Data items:
:::
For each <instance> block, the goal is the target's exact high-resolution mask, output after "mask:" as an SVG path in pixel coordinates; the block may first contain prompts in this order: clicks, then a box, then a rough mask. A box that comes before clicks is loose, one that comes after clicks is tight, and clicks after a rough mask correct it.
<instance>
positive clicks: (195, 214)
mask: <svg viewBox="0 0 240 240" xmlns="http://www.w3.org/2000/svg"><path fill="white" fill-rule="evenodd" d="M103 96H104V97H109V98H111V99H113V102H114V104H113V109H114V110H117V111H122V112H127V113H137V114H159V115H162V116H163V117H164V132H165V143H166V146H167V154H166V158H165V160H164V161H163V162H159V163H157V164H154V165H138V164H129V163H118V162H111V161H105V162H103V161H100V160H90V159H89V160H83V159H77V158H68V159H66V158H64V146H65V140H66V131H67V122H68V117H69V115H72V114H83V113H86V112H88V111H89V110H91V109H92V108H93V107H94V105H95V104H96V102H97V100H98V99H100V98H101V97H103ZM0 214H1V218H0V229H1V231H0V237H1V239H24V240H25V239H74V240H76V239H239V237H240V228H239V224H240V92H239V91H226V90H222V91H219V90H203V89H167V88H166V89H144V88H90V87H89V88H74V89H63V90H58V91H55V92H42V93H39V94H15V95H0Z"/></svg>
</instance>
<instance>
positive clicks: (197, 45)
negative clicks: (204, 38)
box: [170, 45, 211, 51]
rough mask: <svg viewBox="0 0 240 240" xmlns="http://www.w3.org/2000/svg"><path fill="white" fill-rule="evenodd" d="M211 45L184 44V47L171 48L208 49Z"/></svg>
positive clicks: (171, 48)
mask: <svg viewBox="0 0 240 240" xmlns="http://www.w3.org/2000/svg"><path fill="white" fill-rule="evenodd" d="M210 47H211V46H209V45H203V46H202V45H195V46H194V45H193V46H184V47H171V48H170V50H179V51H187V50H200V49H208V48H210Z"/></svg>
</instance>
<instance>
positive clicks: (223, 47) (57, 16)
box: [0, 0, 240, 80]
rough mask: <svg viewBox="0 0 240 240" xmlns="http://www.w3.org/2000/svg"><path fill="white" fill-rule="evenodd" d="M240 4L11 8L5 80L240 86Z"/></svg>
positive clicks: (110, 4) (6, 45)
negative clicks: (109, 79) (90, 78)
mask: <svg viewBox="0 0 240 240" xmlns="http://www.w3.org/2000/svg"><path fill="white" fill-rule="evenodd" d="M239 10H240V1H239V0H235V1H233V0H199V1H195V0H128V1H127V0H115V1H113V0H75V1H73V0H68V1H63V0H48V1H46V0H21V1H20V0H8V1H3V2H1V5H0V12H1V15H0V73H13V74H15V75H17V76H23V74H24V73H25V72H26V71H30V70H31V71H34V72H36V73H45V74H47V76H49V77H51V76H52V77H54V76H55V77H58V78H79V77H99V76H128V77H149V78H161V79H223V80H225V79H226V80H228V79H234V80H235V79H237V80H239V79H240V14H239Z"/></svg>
:::
• GOAL OF THE EXERCISE: Your task is to print all of the records exactly.

• SOLVED EXERCISE:
For each <instance> block, the goal is the target's exact high-resolution mask, output after "mask:" as an SVG path in pixel coordinates; the block may first contain prompts in this order: clicks, then a box, then a rough mask. A box that comes before clicks is loose, one that comes after clicks is tight, and clicks after a rough mask correct it.
<instance>
positive clicks: (195, 214)
mask: <svg viewBox="0 0 240 240" xmlns="http://www.w3.org/2000/svg"><path fill="white" fill-rule="evenodd" d="M103 96H104V97H109V98H111V99H113V102H114V104H113V109H114V110H117V111H122V112H127V113H137V114H159V115H162V116H163V117H164V132H165V143H166V146H167V154H166V158H165V160H164V161H163V162H159V163H157V164H154V165H138V164H129V163H118V162H111V161H105V162H103V161H100V160H90V159H89V160H83V159H77V158H68V159H66V158H64V146H65V140H66V131H67V122H68V117H69V115H72V114H83V113H86V112H88V111H89V110H91V109H92V108H93V107H94V105H95V104H96V102H97V100H98V99H100V98H101V97H103ZM0 214H1V218H0V229H1V231H0V237H1V239H24V240H25V239H74V240H76V239H239V237H240V228H239V224H240V92H239V91H226V90H222V91H219V90H203V89H167V88H166V89H144V88H90V87H89V88H74V89H63V90H58V91H55V92H42V93H39V94H15V95H0Z"/></svg>
</instance>
<instance>
positive clicks: (197, 45)
negative clicks: (204, 38)
box: [170, 45, 211, 51]
rough mask: <svg viewBox="0 0 240 240" xmlns="http://www.w3.org/2000/svg"><path fill="white" fill-rule="evenodd" d="M211 45L184 44V47L171 48L208 49Z"/></svg>
positive clicks: (171, 48)
mask: <svg viewBox="0 0 240 240" xmlns="http://www.w3.org/2000/svg"><path fill="white" fill-rule="evenodd" d="M210 47H211V46H209V45H203V46H202V45H195V46H194V45H193V46H184V47H171V48H170V50H179V51H187V50H200V49H208V48H210Z"/></svg>
</instance>
<instance>
positive clicks: (223, 47) (57, 16)
box: [0, 0, 240, 80]
rough mask: <svg viewBox="0 0 240 240" xmlns="http://www.w3.org/2000/svg"><path fill="white" fill-rule="evenodd" d="M240 4L11 8L5 80L240 86Z"/></svg>
positive clicks: (110, 4) (6, 45)
negative clicks: (109, 79) (90, 78)
mask: <svg viewBox="0 0 240 240" xmlns="http://www.w3.org/2000/svg"><path fill="white" fill-rule="evenodd" d="M239 10H240V1H239V0H235V1H233V0H199V1H195V0H128V1H127V0H115V1H113V0H75V1H73V0H68V1H63V0H48V1H46V0H21V1H20V0H8V1H3V2H1V5H0V12H1V15H0V73H13V74H15V75H17V76H23V74H24V73H25V72H26V71H30V70H31V71H34V72H36V73H45V74H47V76H49V77H51V76H52V77H54V76H55V77H58V78H79V77H99V76H128V77H149V78H161V79H223V80H225V79H226V80H228V79H234V80H235V79H237V80H239V79H240V14H239Z"/></svg>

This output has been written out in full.